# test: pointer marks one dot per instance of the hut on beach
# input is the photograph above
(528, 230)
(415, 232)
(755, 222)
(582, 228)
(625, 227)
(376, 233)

Work to do: Rename "hut" to "cabin" across all the material above, and give back every line with nothing else altered.

Response to the exercise:
# test: pointer marks one dot per instance of the cabin on beach
# input is the photograph above
(528, 230)
(415, 232)
(755, 222)
(582, 228)
(625, 227)
(376, 233)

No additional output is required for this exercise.